-- Begin Document excerpt --

The Somerleyton polar bears, (one of which we borrowed for the show in Spike Island) normally stand in a symmetrical arrangement in the vestibule on either side of the grand entrance to Somerleyton Hall. We understand that they have stood in this way, guarding the stately home since they were brought back from Spitzbergen in 1897 by the 1st Lord Somerleyton. Out of shot in our photograph, in the centre of the entrance hall is a marble bust of the first Lord Somerleyton as a young boy. As a young man in 1897 it was he who travelled to Spitzbergen as a paying, working crew member and it was he who took part in the shooting and capture of a recorded total of 55 polar bears - two of which now stand behind his likeness. It would seem to be a classic tableau - evoking an archetype of British aristocratic adventuring with the relics and trophies of colonial enterprise. When we first visited Lord Somerleyton he showed us some glass slides which his grandfather took on the expedition. These images have never before been published (www.valand.gu.se/bryndis) and they constitute a treasure in themselves. They document quite unselfconsciously the progress of the crew around the shores of Svalbard and particularly the capture , the 'exercising' and the consequences of the shooting of bears. The titles of the glass slides which we have kept and which you can see when navigating the site, are simple, graphic descriptions of the images; bear walking on board (climbing ladder), two cubs eat mother, bear roped on deck etc. Incidentally it was whilst photographing the polar bear in the Castle Museum in Norfolk which was also shot by the 1st Lord Somerleyton, that we heard about the two/three at Somerleyton Hall (one exists as a skin only).

-- End Document excerpt --
-- Begin Provided material --

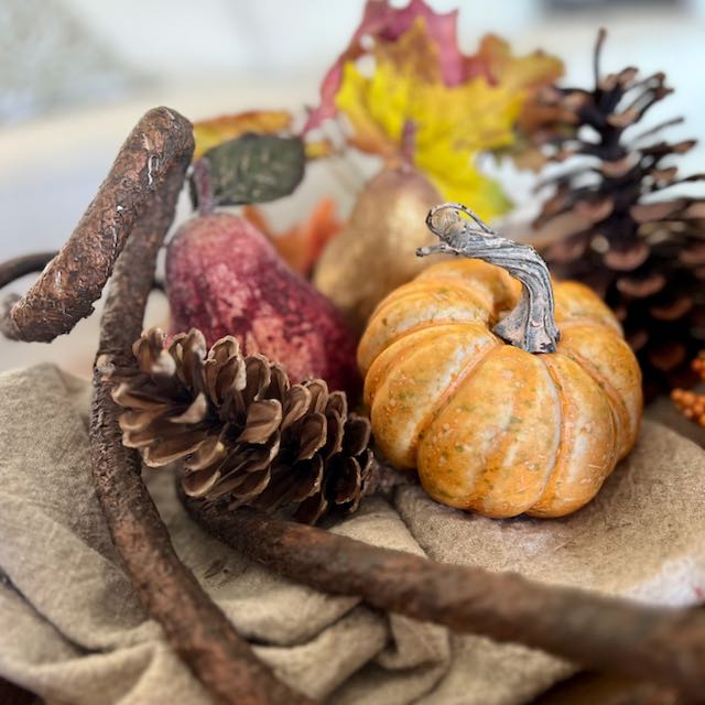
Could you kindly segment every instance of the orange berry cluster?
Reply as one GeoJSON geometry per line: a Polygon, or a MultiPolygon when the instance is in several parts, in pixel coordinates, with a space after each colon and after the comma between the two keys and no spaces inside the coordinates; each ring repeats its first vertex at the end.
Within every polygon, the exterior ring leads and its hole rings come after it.
{"type": "MultiPolygon", "coordinates": [[[[693,369],[705,381],[705,351],[693,360],[693,369]]],[[[681,413],[705,429],[705,394],[697,394],[685,389],[674,389],[671,399],[681,413]]]]}

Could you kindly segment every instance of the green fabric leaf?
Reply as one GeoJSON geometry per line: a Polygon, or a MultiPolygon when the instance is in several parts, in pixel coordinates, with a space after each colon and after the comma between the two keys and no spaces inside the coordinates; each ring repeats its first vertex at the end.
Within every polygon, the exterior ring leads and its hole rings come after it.
{"type": "Polygon", "coordinates": [[[265,203],[286,196],[304,176],[306,155],[297,137],[248,132],[208,150],[213,203],[216,206],[265,203]]]}

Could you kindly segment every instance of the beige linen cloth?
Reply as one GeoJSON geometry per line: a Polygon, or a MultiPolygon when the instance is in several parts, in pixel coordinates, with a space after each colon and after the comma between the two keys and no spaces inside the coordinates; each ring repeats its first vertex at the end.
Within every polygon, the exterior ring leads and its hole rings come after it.
{"type": "MultiPolygon", "coordinates": [[[[0,675],[50,704],[202,705],[145,618],[89,476],[88,386],[43,365],[0,375],[0,675]]],[[[276,674],[325,703],[514,705],[574,666],[290,583],[210,539],[149,471],[176,550],[276,674]]],[[[561,520],[494,521],[401,488],[333,528],[443,561],[662,605],[705,592],[705,454],[646,422],[598,498],[561,520]]]]}

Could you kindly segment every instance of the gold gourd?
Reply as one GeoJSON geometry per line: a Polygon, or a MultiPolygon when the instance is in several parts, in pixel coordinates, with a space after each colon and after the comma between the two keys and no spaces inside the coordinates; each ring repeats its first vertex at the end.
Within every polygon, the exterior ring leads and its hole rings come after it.
{"type": "Polygon", "coordinates": [[[430,267],[372,314],[358,364],[377,446],[452,507],[579,509],[641,420],[641,372],[617,319],[582,284],[552,290],[533,248],[464,206],[437,206],[426,223],[441,242],[420,254],[479,259],[430,267]]]}
{"type": "Polygon", "coordinates": [[[313,281],[356,333],[389,292],[426,267],[415,252],[433,241],[423,219],[438,200],[417,171],[387,169],[366,185],[348,223],[327,243],[313,281]]]}

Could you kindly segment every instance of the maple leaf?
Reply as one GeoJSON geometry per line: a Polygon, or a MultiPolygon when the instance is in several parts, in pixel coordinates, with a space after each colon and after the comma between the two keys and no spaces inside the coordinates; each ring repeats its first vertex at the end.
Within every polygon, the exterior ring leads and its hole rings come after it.
{"type": "Polygon", "coordinates": [[[388,163],[414,164],[444,197],[469,202],[491,218],[510,202],[477,169],[478,156],[509,154],[531,163],[519,158],[528,156],[535,96],[563,65],[542,52],[514,56],[495,35],[464,55],[456,34],[457,11],[438,14],[423,0],[401,9],[369,1],[350,44],[324,78],[322,102],[305,130],[343,116],[349,144],[388,163]],[[364,55],[373,58],[371,73],[362,68],[364,55]]]}
{"type": "Polygon", "coordinates": [[[471,203],[482,218],[507,210],[499,185],[475,166],[478,153],[506,148],[521,95],[509,85],[473,78],[446,86],[417,18],[395,42],[376,48],[376,67],[365,76],[346,62],[336,107],[351,128],[349,142],[393,161],[400,153],[426,173],[448,200],[471,203]]]}
{"type": "Polygon", "coordinates": [[[464,59],[457,45],[458,11],[435,12],[424,0],[411,0],[405,8],[393,8],[389,0],[368,0],[360,24],[348,46],[337,57],[321,85],[321,102],[314,108],[304,127],[304,132],[317,128],[324,120],[335,117],[336,94],[343,84],[344,66],[347,62],[366,53],[367,36],[394,42],[405,34],[417,18],[423,18],[429,35],[438,53],[437,61],[447,85],[460,83],[464,59]]]}

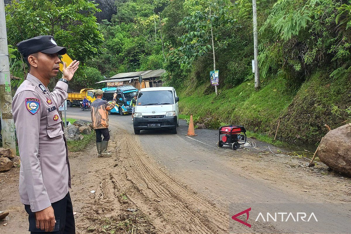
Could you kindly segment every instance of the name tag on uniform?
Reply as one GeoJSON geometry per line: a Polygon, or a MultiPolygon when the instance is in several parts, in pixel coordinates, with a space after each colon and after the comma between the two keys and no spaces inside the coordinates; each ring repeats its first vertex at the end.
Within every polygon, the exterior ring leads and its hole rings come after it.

-- End Provided material --

Exercise set.
- a) According to the text on the Somerleyton polar bears, how many polar bears were recorded as shot and captured on the 1897 Spitzbergen expedition?
- b) Print the lines of the records from the line containing "Could you kindly segment every instance of the name" through the end of the records, both ends included, reproducing them verbatim.

Solved problems.
- a) A recorded total of 55 polar bears.

- b)
Could you kindly segment every instance of the name tag on uniform?
Reply as one GeoJSON geometry per line: a Polygon, or a MultiPolygon when the instance is in several parts, in pixel coordinates, with a space after each colon and after the comma between the two keys and no spaces inside the coordinates; each ring repeats its first vertex at the end.
Within every polygon, the exterior ring leads and its hole rings come after it.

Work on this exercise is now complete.